# WORK ITEM
Repeat the records exactly, minus the pictures.
::::::
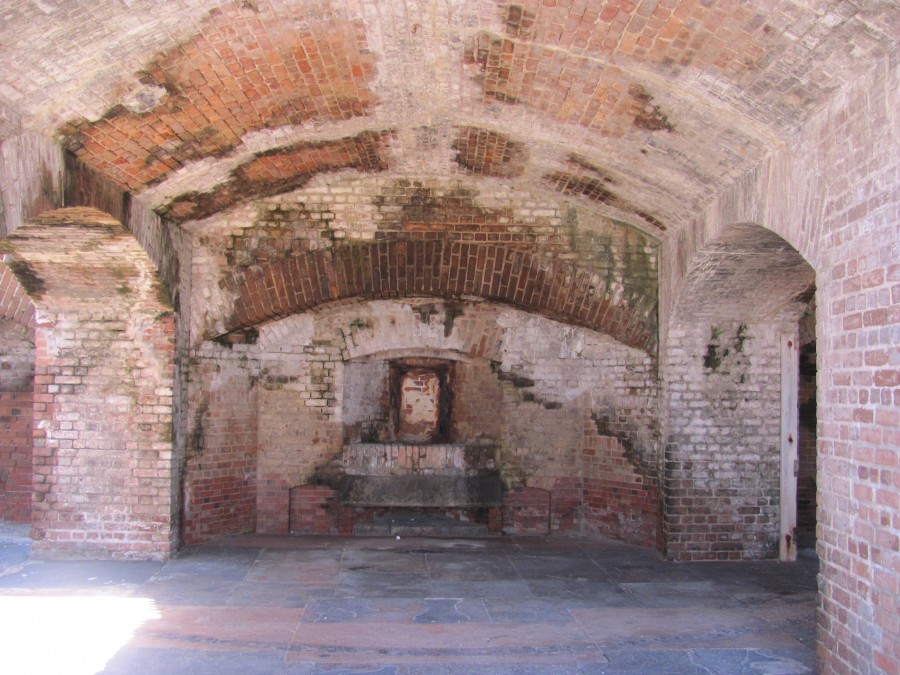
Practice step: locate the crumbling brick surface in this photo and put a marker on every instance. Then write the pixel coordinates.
(103, 366)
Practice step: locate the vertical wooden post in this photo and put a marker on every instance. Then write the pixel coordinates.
(790, 375)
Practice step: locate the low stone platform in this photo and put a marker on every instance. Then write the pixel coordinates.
(410, 523)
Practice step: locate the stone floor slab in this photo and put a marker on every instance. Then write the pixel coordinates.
(306, 605)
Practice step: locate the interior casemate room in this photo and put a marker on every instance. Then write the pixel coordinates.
(602, 268)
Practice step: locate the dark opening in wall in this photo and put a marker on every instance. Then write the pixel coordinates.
(421, 400)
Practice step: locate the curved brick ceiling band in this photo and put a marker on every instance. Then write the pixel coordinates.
(381, 270)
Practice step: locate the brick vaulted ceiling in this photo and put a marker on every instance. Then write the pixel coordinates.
(642, 111)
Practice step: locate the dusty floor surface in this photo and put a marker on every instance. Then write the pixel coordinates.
(257, 604)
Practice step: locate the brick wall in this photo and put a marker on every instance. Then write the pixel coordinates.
(16, 397)
(723, 456)
(833, 197)
(524, 383)
(102, 414)
(31, 173)
(16, 393)
(372, 237)
(220, 474)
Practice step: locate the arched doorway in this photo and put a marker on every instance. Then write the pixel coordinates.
(731, 382)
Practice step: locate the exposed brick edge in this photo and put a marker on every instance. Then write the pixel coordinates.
(384, 270)
(15, 304)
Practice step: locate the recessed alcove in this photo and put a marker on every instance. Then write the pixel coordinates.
(407, 445)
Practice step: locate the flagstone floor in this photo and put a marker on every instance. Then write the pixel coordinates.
(256, 604)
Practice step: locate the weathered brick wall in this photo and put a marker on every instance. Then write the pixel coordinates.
(16, 393)
(526, 383)
(833, 197)
(377, 237)
(723, 456)
(31, 173)
(220, 472)
(104, 347)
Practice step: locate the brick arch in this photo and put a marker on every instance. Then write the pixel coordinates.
(745, 271)
(389, 270)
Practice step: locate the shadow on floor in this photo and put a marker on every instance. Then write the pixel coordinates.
(412, 605)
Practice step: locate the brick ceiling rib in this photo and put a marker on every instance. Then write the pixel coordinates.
(642, 111)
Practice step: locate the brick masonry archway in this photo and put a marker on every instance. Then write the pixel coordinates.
(103, 366)
(731, 372)
(445, 269)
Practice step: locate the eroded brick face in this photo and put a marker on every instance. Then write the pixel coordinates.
(330, 380)
(326, 167)
(16, 405)
(102, 445)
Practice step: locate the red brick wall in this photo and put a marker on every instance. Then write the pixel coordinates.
(619, 500)
(220, 476)
(526, 511)
(103, 368)
(833, 196)
(16, 392)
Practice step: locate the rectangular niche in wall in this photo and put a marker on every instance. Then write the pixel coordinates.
(421, 400)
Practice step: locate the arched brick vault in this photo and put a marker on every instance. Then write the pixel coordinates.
(556, 289)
::::::
# RESULT FOR THIS EXERCISE
Practice step: locate the crumbling brick surface in this photo and put a marker on every instance. Then write the pixel coordinates.
(103, 366)
Practice step: locate the vertical wooden post in this photo and put a marker on every instance. Then write the pixel coordinates.
(790, 375)
Practice step: locate the low stone platform in this photo and put a marker on every instance. Then write the pixel coordinates.
(410, 523)
Practice step: locate the stone floor slab in this photo and put a marker on every instance. Then write the pixel coordinates.
(306, 605)
Practice step: locate the interior casemate room in this photo and put a marker on every instance. Then write the pixel coordinates.
(602, 268)
Practice step: locate the dark opening in wall in this photo and put a marker on every instance. Then write the pixel coordinates.
(421, 400)
Practice step: locate the curved brick ceiling band in this photo and put a marker on every instance. Then write the pixel coordinates.
(381, 270)
Practice step: locate the brick vaulted ceiling in this photo and put a marker on every instance. Then write the pixel coordinates.
(642, 111)
Practice step: locate the dusty floor surface in this photo and put a marker on every instance. Then write the pixel coordinates.
(257, 604)
Practice step: locate the brick wall in this photo and put a marker on every instance. Then write the pixel coordinates.
(16, 397)
(723, 456)
(833, 197)
(524, 383)
(102, 414)
(31, 173)
(16, 393)
(372, 237)
(220, 474)
Practice step: locate the arched doorway in this photo and put a marker on every instance. Then write the pixel coordinates.
(731, 382)
Practice step: locate the exposed brick edge in this photo and put a marker on every instance. Then write the pixel coordinates.
(384, 270)
(15, 304)
Practice step: locate the recessed alcove in this photo and put a marker on every instance. Then write the pixel coordinates.
(407, 445)
Practice step: locate the flagstone floor in this photo and put a marker on every instance. Then write the pixel coordinates.
(256, 604)
Practice step: locate the weathered brick wall in this photo and put a marker on every instance. Then write the pixel coordinates.
(16, 393)
(526, 383)
(833, 197)
(377, 237)
(723, 456)
(31, 173)
(220, 472)
(104, 347)
Practice step: locate the brick arch in this photo and put a marker on every instance. Then write the pixel coordinates.
(745, 271)
(389, 270)
Practice step: locate the shadow on floor in this photo and put a marker on every instance. Then write the pixel coordinates.
(412, 605)
Practice step: locate the brick ceiling rib in this photo and put a marker on every instance. Then write the pixel coordinates.
(642, 111)
Practice step: locate the brick masonry archway in this photo and put a marker on every instance. Then write the pixel coordinates.
(103, 366)
(731, 372)
(445, 269)
Practice step: locate the eroded brick face in this photo and put a marker on every instance. Then write the pixel coordinates.
(330, 380)
(326, 167)
(16, 405)
(102, 445)
Practice step: locate the red brick wall in this photo and put a marker on every instance. Then write the pixel coordinates.
(619, 500)
(220, 476)
(526, 511)
(103, 368)
(833, 196)
(16, 392)
Practice step: locate the rectangular niche in wall in this photo and put a marker on every instance. Then write the pixel coordinates.
(421, 400)
Practice step: locate the arched brick vault in this photo and put a marker on every instance. Then write the pixel coordinates.
(556, 289)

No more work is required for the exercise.